[What you need to do]:
Output each entry that follows exactly. Images stay out.

Point localization data:

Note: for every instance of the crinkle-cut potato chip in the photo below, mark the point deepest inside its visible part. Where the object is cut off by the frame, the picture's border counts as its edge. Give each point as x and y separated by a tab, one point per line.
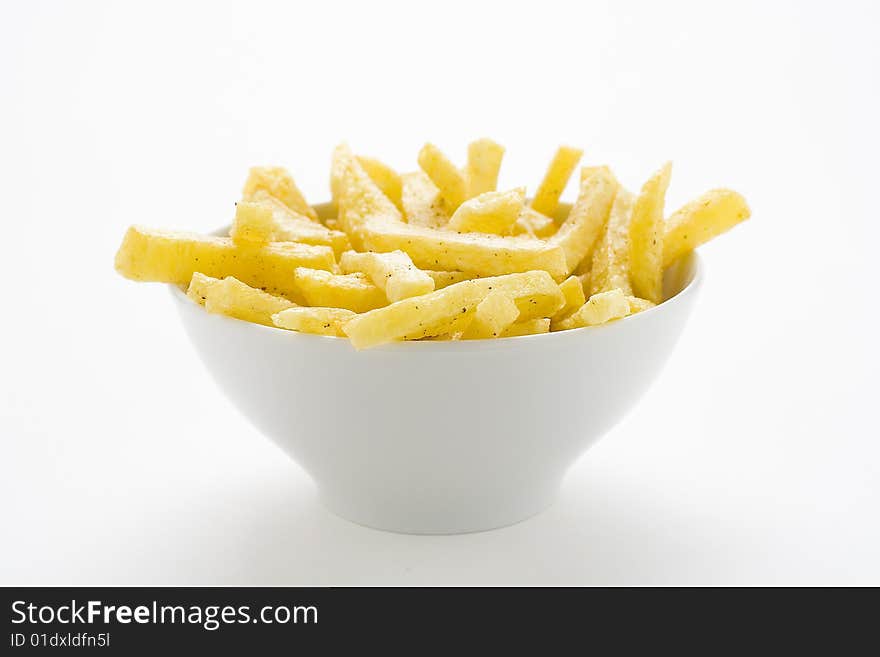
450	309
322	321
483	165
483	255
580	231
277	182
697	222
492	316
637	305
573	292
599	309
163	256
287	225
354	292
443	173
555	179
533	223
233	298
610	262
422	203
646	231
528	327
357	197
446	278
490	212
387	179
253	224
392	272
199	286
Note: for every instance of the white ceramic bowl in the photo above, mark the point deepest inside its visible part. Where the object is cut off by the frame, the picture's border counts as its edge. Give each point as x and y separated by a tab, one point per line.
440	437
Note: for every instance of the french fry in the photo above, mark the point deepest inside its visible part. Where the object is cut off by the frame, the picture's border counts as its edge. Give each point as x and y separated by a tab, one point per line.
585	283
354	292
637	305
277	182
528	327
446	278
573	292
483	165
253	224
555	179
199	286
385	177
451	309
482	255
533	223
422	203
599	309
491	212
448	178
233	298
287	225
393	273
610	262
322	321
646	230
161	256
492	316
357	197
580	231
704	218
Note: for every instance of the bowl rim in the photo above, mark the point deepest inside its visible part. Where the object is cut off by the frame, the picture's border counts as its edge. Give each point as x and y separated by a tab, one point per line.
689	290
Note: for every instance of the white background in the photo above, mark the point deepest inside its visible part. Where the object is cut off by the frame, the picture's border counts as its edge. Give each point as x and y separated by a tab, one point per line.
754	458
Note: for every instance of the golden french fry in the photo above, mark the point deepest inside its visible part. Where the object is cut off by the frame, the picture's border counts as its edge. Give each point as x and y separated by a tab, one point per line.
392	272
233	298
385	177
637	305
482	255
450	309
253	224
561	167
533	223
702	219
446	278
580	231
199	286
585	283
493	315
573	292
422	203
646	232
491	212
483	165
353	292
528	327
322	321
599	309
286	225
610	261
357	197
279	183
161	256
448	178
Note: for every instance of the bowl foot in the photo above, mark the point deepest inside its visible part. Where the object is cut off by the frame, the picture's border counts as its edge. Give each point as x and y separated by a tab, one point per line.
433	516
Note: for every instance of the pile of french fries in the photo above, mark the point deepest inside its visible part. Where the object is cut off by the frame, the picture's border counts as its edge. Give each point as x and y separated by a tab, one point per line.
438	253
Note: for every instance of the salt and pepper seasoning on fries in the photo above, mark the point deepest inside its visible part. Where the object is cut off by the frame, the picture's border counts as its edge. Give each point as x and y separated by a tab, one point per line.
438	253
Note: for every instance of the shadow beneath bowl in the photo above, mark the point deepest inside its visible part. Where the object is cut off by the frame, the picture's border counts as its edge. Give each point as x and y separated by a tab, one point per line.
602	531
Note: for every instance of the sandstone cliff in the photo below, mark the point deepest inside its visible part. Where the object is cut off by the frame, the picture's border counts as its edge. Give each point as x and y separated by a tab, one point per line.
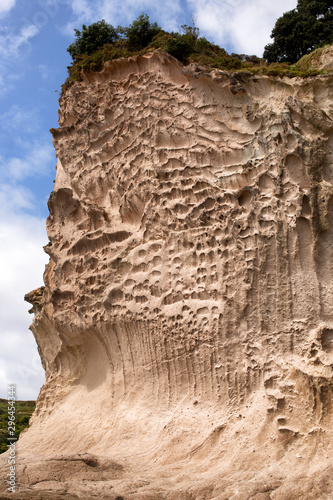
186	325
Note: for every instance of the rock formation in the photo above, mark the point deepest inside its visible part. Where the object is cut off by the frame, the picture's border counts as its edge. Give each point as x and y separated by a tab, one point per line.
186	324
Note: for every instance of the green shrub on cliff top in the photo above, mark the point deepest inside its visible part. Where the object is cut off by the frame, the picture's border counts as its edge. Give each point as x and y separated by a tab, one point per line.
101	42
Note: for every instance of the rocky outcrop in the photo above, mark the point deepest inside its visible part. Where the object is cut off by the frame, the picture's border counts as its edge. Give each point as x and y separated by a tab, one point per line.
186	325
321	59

[Answer to this task]:
Note: for every instance of the crinkle-cut potato chip in the photo below, mark the point deepest inside its visible part. Where the object is cut off by the frame, the picture's border counts as its edge. Give each point as x and y separated by a tab, one point per line.
450	309
322	321
483	165
483	255
580	231
277	182
697	222
492	316
637	305
573	292
599	309
163	256
287	225
354	292
443	173
555	179
533	223
233	298
610	262
422	203
646	231
528	327
357	197
446	278
490	212
387	179
253	224
392	272
199	286
Note: for every instance of the white ceramic bowl in the photo above, mark the point deepest inside its visible part. Where the object is cut off by the frame, the picture's border counts as its edge. Give each point as x and y separated by a tab, one point per line.
440	437
Note: for every instance of the french fry in the photo above, mark the point deepest inside its visible part. Where the object is cut off by the frame, the picture's border counts as its edge. Give each point as x and y separated by a tab, one point per line.
585	283
354	292
637	305
277	182
528	327
446	278
573	292
483	165
253	224
555	179
199	286
385	177
451	309
482	255
533	223
422	203
599	309
491	212
448	178
233	298
287	225
393	273
610	262
322	321
646	230
161	256
492	316
357	197
580	231
704	218
Note: for every instance of the bowl rim in the photo above, mark the point deepest inside its visible part. Where the object is cut off by the frame, the picture's border counts as its edge. Give each point as x and y separated by a tab, one point per line.
689	290
Note: for every instance of the white background in the photo above, mark the point deepest inside its visible part. Where the object is cut off by the frame, the picture's border counts as its edge. Give each point as x and y separated by a tab, one point per line.
754	458
Note: for every instance of the golden french fry in the photo above, mark the point deepest inside its visible part. Where the object is cut off by the frame, the picture's border counts as its edge. Give each point as x and y separated by a tab, one point per line.
392	272
233	298
385	177
637	305
482	255
450	309
253	224
561	167
533	223
702	219
446	278
580	231
199	286
585	283
493	315
573	292
422	203
646	232
491	212
483	165
353	292
528	327
322	321
599	309
286	225
610	261
357	197
279	183
161	256
448	178
Note: for every instance of the bowl foot in the photo above, mark the point deepest inside its visible part. Where the object is cut off by the frame, the picture's border counts as its edge. Give each point as x and y separated by a tab, one point per line.
433	516
Note: for every instance of the pile of french fries in the photo above, mark the point deepest inside its visible part. Where the object is cut off by the frame, the picture's border counts as its edge. Give each point as x and y separated by a tab, one point per line.
438	253
Note: for every instance of the salt and pepper seasoning on fries in the photo above, mark the point deepest inside its visible part. Where the object is cut off by the frame, the picture's border counts as its edge. Give each point as x and y separated by a tab, one point per line.
438	253
Note: for every instance of the shadow beneath bowl in the photo above, mark the point deepest inside its visible part. Where the object is cut off by the frame, the picture's border counts as its edge. Give each point as x and y separated by a tab, one point per line.
602	531
Note: for every instance of the sandstone cliff in the photo below, mark the point deepest inside its visible part. Where the object is cut off by the frame, the picture's border counts as its edge. Give each point as x and y separated by a tab, one point per line.
186	325
Note: for every instance of the rock formation in the photo above, mark the point deepest inside its visible part. Where the object is cut off by the frame, the picture's border counts as its edge. Give each point as x and y separated by a tab, one point per line.
186	324
Note: for every instance of the green shrub on cliff top in the photo above, mark the point deepest inside its visible part. Where the object is cut off by the frame, the picture's border counts as its edge. Give each point as x and y separated by a tab, one point per line.
101	42
Note: for every instance of the rocky outcrop in the photo above, mark the point deepest inside its visible part. Where the object is cut off by the frame, the picture's border counts as its edge. Give each point as x and y separated by a tab, one point per line.
186	325
321	59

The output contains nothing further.